## Exercise directions
Will you restate verbatim the lines running from the line with "Each instance of the golden" to the end of the data, leaving out everything else?

## Material for this exercise
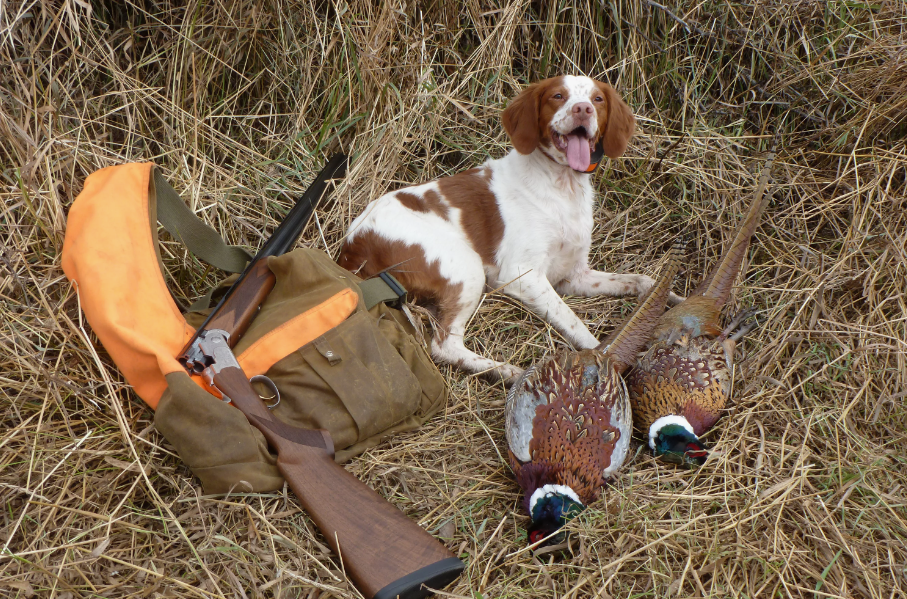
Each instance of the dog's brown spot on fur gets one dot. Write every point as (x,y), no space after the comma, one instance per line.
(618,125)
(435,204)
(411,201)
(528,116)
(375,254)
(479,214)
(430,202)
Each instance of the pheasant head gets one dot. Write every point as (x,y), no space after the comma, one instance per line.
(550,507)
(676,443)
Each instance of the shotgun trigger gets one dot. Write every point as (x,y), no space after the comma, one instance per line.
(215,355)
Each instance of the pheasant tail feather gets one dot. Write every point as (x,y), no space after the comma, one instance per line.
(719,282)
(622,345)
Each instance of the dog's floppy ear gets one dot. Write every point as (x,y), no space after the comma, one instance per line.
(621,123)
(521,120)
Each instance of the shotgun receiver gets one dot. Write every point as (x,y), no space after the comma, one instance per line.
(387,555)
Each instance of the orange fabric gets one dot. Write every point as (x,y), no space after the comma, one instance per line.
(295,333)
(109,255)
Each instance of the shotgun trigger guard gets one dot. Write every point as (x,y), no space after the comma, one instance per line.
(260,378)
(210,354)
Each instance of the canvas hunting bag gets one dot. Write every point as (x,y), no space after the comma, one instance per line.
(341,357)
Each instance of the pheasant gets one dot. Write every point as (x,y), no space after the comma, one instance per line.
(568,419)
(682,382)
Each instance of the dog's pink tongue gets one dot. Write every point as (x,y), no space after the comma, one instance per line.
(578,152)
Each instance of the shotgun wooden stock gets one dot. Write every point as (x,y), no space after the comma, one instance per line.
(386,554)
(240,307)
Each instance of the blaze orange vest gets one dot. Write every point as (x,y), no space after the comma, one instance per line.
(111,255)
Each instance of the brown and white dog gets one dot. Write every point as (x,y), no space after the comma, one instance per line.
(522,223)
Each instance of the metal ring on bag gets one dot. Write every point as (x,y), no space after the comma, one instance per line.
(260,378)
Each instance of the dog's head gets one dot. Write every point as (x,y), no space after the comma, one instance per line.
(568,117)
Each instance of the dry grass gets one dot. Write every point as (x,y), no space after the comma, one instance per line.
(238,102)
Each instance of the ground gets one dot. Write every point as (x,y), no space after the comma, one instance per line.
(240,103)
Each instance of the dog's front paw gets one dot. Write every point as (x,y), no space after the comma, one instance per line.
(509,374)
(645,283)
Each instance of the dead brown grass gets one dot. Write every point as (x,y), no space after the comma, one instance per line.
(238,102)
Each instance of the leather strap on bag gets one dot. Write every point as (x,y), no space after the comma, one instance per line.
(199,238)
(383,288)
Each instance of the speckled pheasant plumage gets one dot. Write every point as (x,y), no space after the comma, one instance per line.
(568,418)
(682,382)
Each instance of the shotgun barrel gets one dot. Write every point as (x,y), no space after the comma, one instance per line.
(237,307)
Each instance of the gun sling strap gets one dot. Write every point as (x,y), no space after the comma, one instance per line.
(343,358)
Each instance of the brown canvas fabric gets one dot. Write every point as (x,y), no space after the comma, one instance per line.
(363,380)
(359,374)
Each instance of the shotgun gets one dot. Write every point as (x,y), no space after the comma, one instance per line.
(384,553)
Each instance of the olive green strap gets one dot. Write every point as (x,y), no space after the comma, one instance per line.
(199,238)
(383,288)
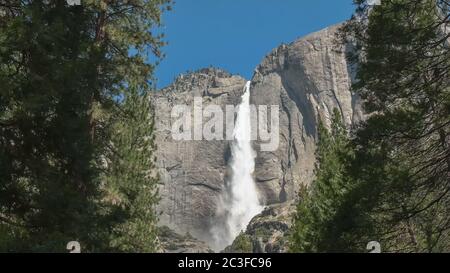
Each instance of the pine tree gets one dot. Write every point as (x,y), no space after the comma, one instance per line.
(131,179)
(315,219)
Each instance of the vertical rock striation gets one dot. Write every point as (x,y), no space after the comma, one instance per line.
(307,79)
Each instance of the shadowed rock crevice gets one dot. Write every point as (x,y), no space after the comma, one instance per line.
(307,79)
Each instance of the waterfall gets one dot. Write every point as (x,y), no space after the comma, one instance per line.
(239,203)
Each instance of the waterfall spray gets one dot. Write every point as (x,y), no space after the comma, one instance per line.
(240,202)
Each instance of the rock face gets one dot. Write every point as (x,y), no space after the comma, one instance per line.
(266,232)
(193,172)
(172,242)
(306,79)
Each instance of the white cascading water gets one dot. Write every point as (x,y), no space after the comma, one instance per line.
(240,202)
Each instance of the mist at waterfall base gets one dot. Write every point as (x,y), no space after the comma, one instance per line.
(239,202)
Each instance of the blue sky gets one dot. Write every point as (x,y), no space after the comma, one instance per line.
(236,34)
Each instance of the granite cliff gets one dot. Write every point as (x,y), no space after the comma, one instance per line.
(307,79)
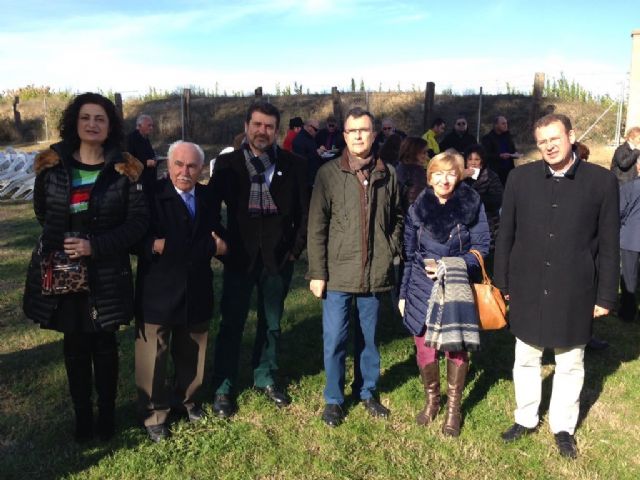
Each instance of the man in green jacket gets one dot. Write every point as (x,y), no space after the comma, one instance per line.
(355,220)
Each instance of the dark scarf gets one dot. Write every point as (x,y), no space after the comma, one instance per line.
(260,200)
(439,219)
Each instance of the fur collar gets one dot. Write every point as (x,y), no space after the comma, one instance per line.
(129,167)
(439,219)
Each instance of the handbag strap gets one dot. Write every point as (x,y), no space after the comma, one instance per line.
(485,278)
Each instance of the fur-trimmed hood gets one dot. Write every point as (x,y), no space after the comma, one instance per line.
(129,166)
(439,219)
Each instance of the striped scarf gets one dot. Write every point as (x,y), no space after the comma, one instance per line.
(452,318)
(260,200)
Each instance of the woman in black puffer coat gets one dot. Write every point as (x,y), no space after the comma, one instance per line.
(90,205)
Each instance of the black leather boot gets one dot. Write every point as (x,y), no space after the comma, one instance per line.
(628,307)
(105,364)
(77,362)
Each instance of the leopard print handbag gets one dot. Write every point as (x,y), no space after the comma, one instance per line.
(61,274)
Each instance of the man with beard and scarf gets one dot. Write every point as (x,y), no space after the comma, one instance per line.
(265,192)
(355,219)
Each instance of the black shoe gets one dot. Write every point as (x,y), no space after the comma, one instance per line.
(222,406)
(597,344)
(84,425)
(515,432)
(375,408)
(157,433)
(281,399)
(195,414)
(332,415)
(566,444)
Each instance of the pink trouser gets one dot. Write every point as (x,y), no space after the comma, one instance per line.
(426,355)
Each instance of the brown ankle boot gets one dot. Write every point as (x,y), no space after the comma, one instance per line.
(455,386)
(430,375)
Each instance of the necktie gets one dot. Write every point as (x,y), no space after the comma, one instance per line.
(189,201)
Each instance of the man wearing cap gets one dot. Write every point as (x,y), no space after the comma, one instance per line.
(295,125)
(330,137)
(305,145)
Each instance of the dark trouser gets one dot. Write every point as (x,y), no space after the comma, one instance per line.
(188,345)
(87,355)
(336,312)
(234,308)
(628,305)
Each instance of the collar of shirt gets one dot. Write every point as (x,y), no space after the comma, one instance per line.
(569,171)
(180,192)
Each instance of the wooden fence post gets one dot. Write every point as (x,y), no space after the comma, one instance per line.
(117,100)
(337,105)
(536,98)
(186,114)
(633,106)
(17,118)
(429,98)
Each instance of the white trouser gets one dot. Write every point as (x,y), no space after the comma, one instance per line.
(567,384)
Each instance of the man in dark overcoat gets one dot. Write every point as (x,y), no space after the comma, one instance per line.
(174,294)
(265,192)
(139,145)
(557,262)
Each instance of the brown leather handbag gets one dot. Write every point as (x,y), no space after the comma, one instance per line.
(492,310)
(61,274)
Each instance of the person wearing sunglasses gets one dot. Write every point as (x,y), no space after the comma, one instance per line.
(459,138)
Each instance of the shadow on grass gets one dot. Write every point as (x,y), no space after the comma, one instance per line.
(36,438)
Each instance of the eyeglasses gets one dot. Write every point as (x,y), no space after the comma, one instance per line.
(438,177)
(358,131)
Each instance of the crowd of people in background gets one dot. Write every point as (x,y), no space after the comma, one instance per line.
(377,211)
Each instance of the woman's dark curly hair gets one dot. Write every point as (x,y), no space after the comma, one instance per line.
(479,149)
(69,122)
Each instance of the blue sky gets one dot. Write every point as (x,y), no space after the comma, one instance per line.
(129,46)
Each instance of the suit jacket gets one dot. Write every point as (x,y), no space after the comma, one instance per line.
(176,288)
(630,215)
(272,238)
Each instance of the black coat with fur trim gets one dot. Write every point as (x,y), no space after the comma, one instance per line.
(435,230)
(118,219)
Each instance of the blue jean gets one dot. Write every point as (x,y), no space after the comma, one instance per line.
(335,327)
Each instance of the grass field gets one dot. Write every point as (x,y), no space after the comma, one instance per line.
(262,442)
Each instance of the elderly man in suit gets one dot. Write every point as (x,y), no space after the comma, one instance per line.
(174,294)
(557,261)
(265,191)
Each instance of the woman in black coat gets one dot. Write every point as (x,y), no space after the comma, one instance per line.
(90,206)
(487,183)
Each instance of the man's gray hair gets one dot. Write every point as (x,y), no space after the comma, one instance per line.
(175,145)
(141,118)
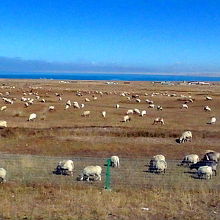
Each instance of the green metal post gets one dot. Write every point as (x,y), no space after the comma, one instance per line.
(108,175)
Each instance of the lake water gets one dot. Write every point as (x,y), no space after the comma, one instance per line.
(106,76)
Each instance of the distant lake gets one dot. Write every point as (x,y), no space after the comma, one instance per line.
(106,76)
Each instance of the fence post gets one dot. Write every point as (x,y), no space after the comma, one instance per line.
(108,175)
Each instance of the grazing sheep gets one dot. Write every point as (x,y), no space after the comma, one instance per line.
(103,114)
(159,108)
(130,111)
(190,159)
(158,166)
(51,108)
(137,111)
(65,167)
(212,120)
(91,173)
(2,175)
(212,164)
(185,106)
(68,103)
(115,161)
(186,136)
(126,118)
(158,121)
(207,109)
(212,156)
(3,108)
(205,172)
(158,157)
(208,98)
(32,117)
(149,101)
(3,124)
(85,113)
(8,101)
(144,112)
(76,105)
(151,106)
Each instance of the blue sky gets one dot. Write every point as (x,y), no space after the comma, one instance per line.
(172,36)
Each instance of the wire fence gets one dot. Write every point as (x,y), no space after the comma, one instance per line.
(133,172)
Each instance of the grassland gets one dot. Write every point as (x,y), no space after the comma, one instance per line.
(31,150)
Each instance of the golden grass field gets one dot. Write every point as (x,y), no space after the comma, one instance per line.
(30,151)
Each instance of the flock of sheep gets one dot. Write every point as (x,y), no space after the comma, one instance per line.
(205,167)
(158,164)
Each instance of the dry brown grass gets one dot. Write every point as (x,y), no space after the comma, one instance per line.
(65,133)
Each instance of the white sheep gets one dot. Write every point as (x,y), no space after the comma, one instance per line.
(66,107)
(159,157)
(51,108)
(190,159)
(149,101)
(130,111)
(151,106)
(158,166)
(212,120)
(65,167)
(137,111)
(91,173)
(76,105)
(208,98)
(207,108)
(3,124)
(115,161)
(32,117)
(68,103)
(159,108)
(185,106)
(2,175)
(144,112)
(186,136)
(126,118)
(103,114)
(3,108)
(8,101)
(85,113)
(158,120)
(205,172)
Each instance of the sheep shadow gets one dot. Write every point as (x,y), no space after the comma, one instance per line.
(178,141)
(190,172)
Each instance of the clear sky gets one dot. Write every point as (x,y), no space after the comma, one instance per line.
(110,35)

## Solution to the exercise
Each instance of the golden grass field gets one dot. Write every point as (x,y), no space after the comma, one instance per line.
(30,151)
Each instance of the flock of sheep gets one dot. Write every point as (x,y), no space after the comma, one instance per line.
(205,167)
(158,164)
Each instance of the dry brown grass gets one dot. Write every point as (x,y), no space after the comma, one instance per line.
(65,133)
Each instance of the white sheep gets one dot. Write every point as (x,y), no space after the comma, one instance per line.
(66,107)
(159,157)
(51,108)
(190,159)
(149,101)
(130,111)
(151,106)
(158,166)
(212,120)
(65,167)
(137,111)
(91,173)
(76,105)
(208,98)
(207,108)
(3,124)
(115,161)
(32,117)
(68,103)
(159,108)
(185,106)
(2,175)
(144,112)
(186,136)
(126,118)
(103,114)
(3,108)
(8,101)
(85,113)
(158,120)
(205,172)
Each instance of the sheep shadow gets one dot. Write every point as (x,y), no space after the comma, one instance per line.
(178,141)
(190,172)
Each instance of the clear sky gets one dot. Write every point as (x,y), no space after the comma, one instance per line.
(110,35)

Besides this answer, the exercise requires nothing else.